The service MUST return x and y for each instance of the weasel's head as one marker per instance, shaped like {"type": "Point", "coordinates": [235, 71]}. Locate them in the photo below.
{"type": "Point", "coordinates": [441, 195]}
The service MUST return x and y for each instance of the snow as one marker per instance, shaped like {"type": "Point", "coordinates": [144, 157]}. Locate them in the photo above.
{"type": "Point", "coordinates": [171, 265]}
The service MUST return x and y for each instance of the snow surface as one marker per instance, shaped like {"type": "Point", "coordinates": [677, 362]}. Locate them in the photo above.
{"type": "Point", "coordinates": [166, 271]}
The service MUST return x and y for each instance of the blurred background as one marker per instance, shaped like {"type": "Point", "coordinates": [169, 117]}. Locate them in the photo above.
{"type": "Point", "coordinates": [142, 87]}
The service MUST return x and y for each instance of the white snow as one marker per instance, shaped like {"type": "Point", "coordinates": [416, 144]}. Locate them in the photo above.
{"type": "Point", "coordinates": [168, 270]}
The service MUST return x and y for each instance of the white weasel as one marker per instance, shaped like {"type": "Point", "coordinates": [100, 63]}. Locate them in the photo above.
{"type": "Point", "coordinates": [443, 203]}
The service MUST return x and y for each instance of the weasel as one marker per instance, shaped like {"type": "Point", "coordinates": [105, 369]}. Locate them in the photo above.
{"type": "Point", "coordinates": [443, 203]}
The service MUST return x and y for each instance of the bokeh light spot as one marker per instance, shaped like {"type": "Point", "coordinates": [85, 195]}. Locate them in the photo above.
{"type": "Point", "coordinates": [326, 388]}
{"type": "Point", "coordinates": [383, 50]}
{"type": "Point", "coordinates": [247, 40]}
------------------------
Task statement
Render the items from the line containing "of the bokeh" through the end of the items, both ends included, as a two-column CSV with the headers text and answer. Give one row per item, with each value in a single quoted field and any line breaks replaced by spaces.

Answer for this exercise
text,answer
"The service MUST return x and y for each instance of the bokeh light spot as one marker per instance, shaped like {""type"": ""Point"", ""coordinates"": [85, 195]}. Locate them in the photo above.","{""type"": ""Point"", ""coordinates"": [326, 388]} {""type"": ""Point"", ""coordinates"": [383, 50]} {""type"": ""Point"", ""coordinates"": [247, 40]}"